## Belge
----

Singer ve Singer’ın (1992) çalışmasında ortaya çıkan bir cinsiyet farklılığı, erkeklerin kızlara göre daha sık hayvan arkadaşları olduğu, kızların ise daha büyük ölçüde insan taklidi oyun arkadaşları olduğu yönündedir. Ek olarak, kızların karşı cinsten hayali arkadaşlara sahip olma olasılığı daha yüksektir. Yaptıkları çalışmada sonuçlar, kızların %42’sinin, erkeklerin ise sadece %13’ünün karşı cinsten hayali arkadaşı olduğu yönündedir. Başka bir çalışmada, kızların hayali arkadaşlarının kendilerinden daha az yetkin olduğu, erkeklerin ise hayranlık duyulan ve idealize edilen hayali arkadaşları olduğu bulunmuştur (Harter ve Chao 1992). Kızların hayali arkadaşları beceri bakımından çocuktan daha güçsüzken, erkeklerinki kahraman ya da idoldür. Yazarlara göre bu, ustalık ve yeterlilik konularında cinsiyetler arası farklılığa işaret etmektedir.

Hayali arkadaşları olan çocukların aile dinamikleri ve ailedeki doğum sırasına yönelik bazı araştırmalara göre tek çocukların yanı sıra ilk doğan çocukların daha büyük ölçüde hayali arkadaşları vardır (Hurlock ve Burstein 1932, Bouldin ve Pratt 1999, Taylor 1999, Gleason ve ark. 2000). Bununla birlikte, bu çalışmaların birçoğunda, hayali oyun arkadaşları hakkında veri elde etmek için ebeveyn raporları kullanılmıştır. Bu nedenle, alternatif bir açıklama, ebeveynlerin yalnızca ilk doğan çocuklarda hayali arkadaşlık gözlemlemeleri veya küçük kardeşlerin hayali arkadaşlarını daha büyük ölçüde gizli tutması yönündedir.

----

## Görev 1
Hayali arkadaşlar hakkındaki metne göre Singer ve Singer'ın (1992) çalışmasında kızların yüzde kaçının karşı cinsten hayali arkadaşı olduğu bulunmuştur?
## Görev 2
Hayali arkadaşlar hakkındaki metinden "Singer ve Singer’ın" sözcükleriyle başlayıp "farklılığa işaret etmektedir." sözcükleri de dahil olmak üzere o bölümü aynen aktarın.

## Verilen bilgiler
----

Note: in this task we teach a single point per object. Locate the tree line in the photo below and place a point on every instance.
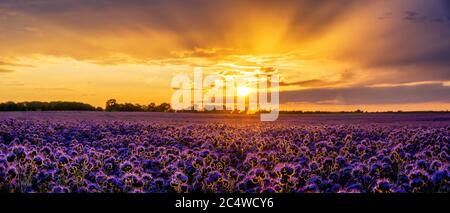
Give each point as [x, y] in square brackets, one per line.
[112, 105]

----

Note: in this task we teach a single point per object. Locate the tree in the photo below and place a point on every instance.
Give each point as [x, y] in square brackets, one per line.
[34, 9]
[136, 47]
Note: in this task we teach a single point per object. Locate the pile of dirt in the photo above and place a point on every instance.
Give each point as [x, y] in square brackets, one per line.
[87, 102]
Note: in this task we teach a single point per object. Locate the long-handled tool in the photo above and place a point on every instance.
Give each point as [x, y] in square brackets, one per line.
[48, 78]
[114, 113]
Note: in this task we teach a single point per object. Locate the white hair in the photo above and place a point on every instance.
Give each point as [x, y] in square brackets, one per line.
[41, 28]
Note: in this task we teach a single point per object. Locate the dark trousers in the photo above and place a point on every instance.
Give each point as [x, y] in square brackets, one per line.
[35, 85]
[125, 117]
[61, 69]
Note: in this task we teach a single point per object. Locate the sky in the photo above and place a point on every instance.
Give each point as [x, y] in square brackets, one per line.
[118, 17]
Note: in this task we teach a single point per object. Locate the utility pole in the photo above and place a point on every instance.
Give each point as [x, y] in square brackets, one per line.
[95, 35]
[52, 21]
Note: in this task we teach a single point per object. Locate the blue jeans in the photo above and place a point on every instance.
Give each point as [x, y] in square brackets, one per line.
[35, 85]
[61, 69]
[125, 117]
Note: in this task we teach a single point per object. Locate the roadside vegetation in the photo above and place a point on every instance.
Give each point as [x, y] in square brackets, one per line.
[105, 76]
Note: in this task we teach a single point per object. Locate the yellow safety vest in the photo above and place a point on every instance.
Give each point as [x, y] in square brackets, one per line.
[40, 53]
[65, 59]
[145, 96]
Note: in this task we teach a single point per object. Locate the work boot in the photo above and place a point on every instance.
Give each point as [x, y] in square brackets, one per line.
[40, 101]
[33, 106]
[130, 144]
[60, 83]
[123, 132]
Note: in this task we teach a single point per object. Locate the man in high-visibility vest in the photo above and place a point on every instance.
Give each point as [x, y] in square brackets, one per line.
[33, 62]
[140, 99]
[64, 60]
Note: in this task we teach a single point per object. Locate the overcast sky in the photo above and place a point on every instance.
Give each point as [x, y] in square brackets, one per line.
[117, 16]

----

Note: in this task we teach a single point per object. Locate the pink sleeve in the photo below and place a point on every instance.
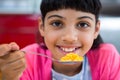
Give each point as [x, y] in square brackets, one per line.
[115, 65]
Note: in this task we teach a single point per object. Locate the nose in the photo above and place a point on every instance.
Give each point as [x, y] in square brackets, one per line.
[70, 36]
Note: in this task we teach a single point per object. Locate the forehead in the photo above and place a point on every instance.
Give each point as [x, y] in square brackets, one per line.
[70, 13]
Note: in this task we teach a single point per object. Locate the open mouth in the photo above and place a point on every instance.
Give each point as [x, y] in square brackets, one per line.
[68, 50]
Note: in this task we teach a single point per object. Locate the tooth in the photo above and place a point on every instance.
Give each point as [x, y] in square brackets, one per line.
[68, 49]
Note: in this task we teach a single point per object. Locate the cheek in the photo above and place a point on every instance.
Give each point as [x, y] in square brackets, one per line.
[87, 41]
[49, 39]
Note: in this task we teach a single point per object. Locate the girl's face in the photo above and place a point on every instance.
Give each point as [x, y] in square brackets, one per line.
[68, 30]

----

## Tam yanıt 1
%42'sinin.

## Tam yanıt 2
Singer ve Singer’ın (1992) çalışmasında ortaya çıkan bir cinsiyet farklılığı, erkeklerin kızlara göre daha sık hayvan arkadaşları olduğu, kızların ise daha büyük ölçüde insan taklidi oyun arkadaşları olduğu yönündedir. Ek olarak, kızların karşı cinsten hayali arkadaşlara sahip olma olasılığı daha yüksektir. Yaptıkları çalışmada sonuçlar, kızların %42’sinin, erkeklerin ise sadece %13’ünün karşı cinsten hayali arkadaşı olduğu yönündedir. Başka bir çalışmada, kızların hayali arkadaşlarının kendilerinden daha az yetkin olduğu, erkeklerin ise hayranlık duyulan ve idealize edilen hayali arkadaşları olduğu bulunmuştur (Harter ve Chao 1992). Kızların hayali arkadaşları beceri bakımından çocuktan daha güçsüzken, erkeklerinki kahraman ya da idoldür. Yazarlara göre bu, ustalık ve yeterlilik konularında cinsiyetler arası farklılığa işaret etmektedir.